BEGIN INPUT RECORDS
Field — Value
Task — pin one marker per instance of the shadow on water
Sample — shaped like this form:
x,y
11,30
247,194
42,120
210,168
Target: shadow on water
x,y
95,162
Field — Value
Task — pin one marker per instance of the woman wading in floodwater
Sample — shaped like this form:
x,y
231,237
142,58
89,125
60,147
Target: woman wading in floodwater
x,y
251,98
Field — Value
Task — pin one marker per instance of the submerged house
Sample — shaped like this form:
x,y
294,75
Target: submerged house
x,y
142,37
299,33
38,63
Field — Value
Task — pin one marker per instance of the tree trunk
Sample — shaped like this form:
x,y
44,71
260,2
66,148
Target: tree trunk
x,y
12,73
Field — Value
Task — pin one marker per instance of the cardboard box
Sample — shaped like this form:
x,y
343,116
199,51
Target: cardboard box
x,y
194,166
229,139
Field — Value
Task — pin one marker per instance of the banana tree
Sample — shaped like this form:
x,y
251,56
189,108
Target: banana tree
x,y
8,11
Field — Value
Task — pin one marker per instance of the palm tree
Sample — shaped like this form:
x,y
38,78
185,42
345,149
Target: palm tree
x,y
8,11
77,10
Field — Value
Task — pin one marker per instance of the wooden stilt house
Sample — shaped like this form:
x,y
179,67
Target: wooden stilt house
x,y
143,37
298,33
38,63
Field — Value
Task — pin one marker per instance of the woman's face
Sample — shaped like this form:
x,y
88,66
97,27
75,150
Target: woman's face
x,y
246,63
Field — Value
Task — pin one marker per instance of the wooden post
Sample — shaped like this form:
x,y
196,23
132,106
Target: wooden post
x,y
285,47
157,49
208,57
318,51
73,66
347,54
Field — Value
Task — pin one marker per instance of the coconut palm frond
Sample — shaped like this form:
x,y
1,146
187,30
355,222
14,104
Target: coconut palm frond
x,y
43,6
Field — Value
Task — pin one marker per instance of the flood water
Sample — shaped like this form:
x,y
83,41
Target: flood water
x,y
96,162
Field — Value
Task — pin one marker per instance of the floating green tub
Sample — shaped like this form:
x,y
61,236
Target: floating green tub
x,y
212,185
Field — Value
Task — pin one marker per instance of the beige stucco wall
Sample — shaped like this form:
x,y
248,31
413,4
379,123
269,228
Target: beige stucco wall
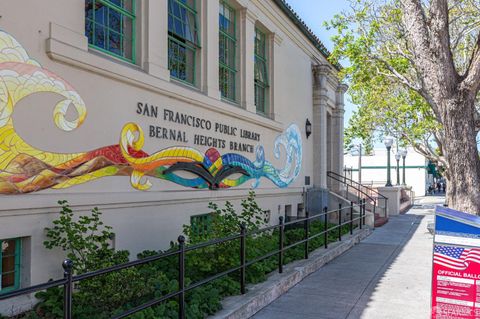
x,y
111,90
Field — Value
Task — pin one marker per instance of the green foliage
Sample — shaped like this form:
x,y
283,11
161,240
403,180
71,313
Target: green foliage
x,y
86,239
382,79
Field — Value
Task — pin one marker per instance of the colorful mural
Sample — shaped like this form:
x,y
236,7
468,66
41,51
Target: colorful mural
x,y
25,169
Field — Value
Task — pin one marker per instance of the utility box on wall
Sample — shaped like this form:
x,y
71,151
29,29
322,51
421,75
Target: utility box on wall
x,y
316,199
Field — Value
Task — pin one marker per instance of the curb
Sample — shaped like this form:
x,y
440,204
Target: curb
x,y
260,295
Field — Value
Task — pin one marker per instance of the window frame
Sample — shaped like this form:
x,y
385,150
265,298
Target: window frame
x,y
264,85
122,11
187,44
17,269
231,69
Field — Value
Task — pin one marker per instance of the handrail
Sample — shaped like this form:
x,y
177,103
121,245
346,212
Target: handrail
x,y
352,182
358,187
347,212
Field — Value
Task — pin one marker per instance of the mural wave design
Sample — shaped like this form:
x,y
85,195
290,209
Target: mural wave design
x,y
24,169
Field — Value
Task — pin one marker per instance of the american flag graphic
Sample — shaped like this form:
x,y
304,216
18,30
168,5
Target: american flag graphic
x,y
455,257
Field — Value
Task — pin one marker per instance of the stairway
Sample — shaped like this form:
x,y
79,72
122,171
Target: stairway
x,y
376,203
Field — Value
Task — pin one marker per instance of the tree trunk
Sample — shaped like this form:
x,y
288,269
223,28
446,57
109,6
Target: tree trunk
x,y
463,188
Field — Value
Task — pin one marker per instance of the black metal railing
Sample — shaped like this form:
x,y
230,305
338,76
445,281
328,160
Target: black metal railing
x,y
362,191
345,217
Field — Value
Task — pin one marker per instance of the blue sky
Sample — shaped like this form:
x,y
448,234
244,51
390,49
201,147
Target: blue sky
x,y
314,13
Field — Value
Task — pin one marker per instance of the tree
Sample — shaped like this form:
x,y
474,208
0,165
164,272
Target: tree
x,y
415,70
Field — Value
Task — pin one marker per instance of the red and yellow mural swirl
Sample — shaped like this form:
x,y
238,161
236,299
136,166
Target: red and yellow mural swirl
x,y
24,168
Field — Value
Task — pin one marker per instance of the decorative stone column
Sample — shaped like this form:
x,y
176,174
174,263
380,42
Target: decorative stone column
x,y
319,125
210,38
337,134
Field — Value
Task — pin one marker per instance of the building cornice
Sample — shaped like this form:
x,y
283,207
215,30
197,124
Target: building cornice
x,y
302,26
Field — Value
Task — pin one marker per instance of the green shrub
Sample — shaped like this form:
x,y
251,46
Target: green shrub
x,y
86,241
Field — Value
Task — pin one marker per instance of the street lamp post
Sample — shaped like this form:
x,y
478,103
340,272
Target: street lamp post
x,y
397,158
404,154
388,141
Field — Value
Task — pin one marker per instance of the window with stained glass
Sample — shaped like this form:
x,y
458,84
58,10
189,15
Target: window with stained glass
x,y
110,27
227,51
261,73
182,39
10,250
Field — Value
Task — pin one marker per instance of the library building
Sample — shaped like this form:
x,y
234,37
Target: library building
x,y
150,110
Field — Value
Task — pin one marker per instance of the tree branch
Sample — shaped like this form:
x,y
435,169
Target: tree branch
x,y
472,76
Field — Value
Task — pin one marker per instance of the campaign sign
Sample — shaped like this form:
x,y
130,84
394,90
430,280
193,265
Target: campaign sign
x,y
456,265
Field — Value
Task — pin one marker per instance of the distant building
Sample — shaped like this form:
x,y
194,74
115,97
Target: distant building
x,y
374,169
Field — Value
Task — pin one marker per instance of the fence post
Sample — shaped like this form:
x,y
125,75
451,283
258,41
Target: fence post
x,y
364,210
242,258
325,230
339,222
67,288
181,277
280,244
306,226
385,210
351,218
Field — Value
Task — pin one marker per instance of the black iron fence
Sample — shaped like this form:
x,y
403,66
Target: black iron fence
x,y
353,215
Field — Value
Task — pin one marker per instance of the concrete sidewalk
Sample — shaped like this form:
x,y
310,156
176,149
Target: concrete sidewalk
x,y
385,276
END INPUT RECORDS
BEGIN INPUT RECORDS
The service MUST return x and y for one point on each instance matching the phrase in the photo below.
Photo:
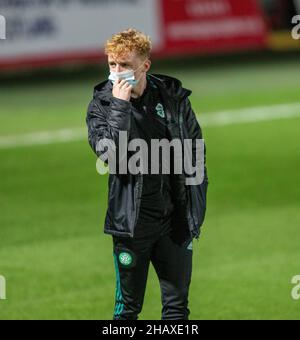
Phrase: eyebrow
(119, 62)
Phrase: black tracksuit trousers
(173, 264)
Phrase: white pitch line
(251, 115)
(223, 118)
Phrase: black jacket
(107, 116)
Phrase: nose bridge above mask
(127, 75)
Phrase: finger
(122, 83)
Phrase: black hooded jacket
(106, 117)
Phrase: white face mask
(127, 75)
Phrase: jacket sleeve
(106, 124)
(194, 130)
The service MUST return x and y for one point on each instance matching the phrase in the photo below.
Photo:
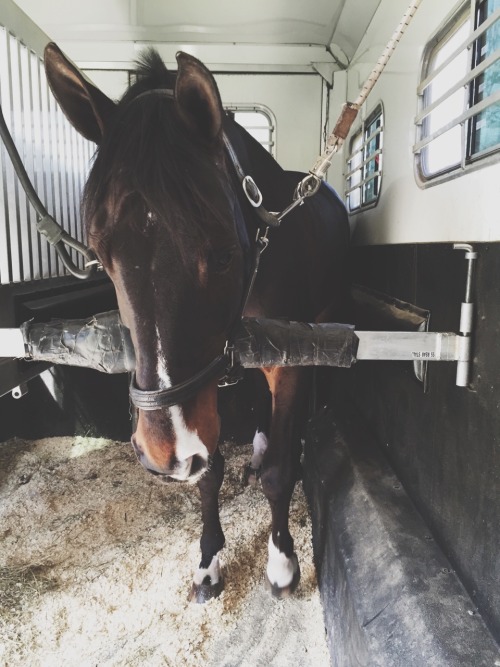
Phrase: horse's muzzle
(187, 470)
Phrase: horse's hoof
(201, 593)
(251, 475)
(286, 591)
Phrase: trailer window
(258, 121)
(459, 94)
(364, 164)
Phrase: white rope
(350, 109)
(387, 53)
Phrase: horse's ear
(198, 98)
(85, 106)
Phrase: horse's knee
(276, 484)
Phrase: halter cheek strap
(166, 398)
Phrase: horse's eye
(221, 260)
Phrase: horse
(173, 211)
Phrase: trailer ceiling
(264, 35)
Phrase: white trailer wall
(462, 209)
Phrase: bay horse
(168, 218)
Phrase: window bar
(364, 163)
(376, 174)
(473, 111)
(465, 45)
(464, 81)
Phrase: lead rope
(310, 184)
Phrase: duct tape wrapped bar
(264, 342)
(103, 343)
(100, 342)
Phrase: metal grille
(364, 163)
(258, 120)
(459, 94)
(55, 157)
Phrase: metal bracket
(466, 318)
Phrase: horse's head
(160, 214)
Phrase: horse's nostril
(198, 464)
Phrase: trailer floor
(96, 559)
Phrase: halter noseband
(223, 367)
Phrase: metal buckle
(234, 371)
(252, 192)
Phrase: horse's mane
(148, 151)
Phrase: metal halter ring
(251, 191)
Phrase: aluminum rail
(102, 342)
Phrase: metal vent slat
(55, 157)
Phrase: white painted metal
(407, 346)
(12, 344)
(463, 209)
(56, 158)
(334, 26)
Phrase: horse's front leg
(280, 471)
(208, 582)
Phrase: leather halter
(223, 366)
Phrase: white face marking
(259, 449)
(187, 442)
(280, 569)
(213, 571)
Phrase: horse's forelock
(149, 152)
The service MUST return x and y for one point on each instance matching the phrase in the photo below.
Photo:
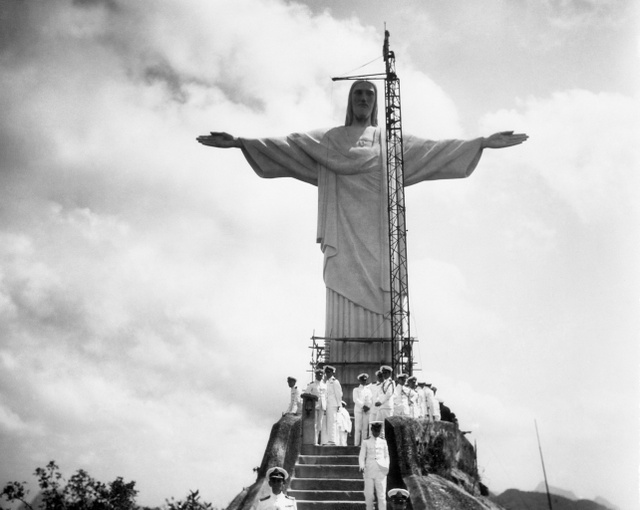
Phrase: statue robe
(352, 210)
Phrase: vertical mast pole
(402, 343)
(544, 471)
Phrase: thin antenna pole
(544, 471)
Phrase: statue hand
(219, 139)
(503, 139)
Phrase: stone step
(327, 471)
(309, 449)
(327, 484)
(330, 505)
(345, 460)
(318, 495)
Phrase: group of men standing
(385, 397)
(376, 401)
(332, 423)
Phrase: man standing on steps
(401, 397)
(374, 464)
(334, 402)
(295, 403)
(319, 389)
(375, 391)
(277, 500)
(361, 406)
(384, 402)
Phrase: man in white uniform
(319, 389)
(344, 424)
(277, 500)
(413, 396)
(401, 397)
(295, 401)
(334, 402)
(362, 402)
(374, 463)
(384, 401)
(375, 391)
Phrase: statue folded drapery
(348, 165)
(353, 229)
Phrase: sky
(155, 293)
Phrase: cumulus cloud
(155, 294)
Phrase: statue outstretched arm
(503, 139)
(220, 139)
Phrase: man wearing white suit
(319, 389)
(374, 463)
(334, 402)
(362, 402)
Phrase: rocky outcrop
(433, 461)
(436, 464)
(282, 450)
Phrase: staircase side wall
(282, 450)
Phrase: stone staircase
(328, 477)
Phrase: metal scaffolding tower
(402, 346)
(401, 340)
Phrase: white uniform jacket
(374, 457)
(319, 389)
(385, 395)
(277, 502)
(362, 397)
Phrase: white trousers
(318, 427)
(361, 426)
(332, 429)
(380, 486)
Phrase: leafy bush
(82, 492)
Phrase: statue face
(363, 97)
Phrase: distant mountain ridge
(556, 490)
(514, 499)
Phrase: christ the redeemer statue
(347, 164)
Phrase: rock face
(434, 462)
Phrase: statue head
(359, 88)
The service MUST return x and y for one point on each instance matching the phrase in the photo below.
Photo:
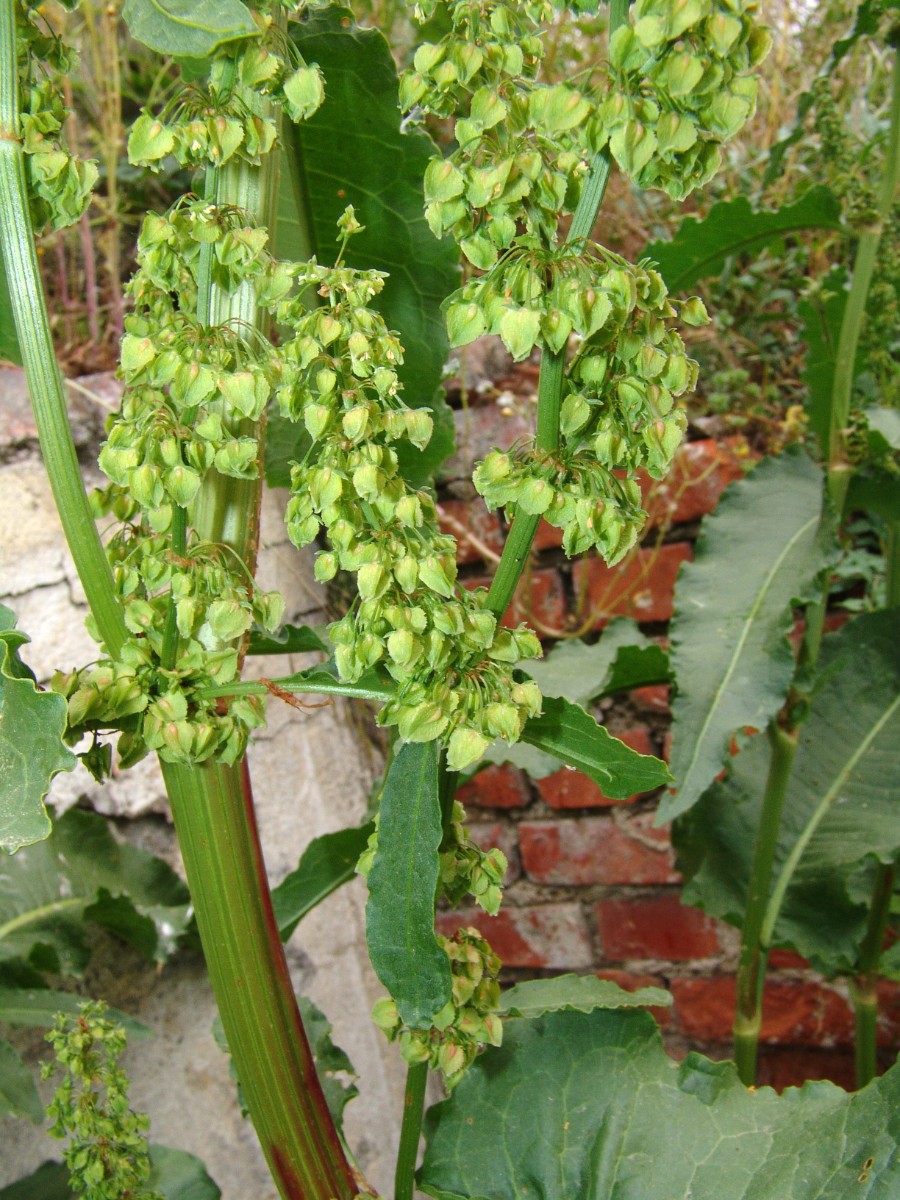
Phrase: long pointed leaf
END INPUT RECORDS
**ACTIVITY**
The reply should hold the entries above from the line with "Phrase: thin antenna pole" to the line with "Phrase: long pointed leaf", duplicated exactly, pictures excluded.

**SOLUTION BELOW**
Phrase: thin antenna pole
(544, 471)
Phrase: statue hand
(219, 139)
(503, 139)
Phrase: stone step
(327, 471)
(309, 449)
(327, 484)
(330, 505)
(345, 460)
(318, 495)
Phrase: group of men standing
(385, 397)
(376, 401)
(332, 423)
Phrase: man standing on steps
(401, 397)
(374, 464)
(334, 402)
(295, 403)
(319, 389)
(375, 391)
(277, 500)
(361, 406)
(384, 402)
Phrase: man in white uniform
(319, 389)
(344, 424)
(277, 500)
(413, 396)
(401, 397)
(295, 401)
(334, 402)
(362, 402)
(374, 463)
(384, 401)
(375, 391)
Phrase: statue folded drapery
(348, 165)
(353, 229)
Phrase: sky
(155, 293)
Phrase: cumulus cloud
(155, 294)
Phrase: statue outstretched arm
(503, 139)
(220, 139)
Phrase: man wearing white suit
(319, 389)
(374, 463)
(334, 402)
(362, 402)
Phrase: rocky outcrop
(433, 461)
(436, 464)
(282, 450)
Phrase: staircase side wall
(282, 450)
Phrase: stone staircase
(328, 477)
Phrase: metal scaffolding tower
(402, 346)
(401, 340)
Phrase: white uniform jacket
(374, 457)
(319, 389)
(385, 395)
(277, 502)
(362, 397)
Phrase: white trousers
(318, 427)
(361, 426)
(332, 429)
(380, 486)
Phrase: leafy bush
(82, 492)
Phrase: statue face
(363, 97)
Phrase: distant mountain ridge
(556, 490)
(514, 499)
Phrase: christ the redeemer statue
(347, 164)
Phrase: rock face
(434, 462)
Phrase: statue head
(359, 88)
The service MUST return x and y for one point on each instance matching the phrase in the photo below.
Photo:
Phrase: long pointed leaf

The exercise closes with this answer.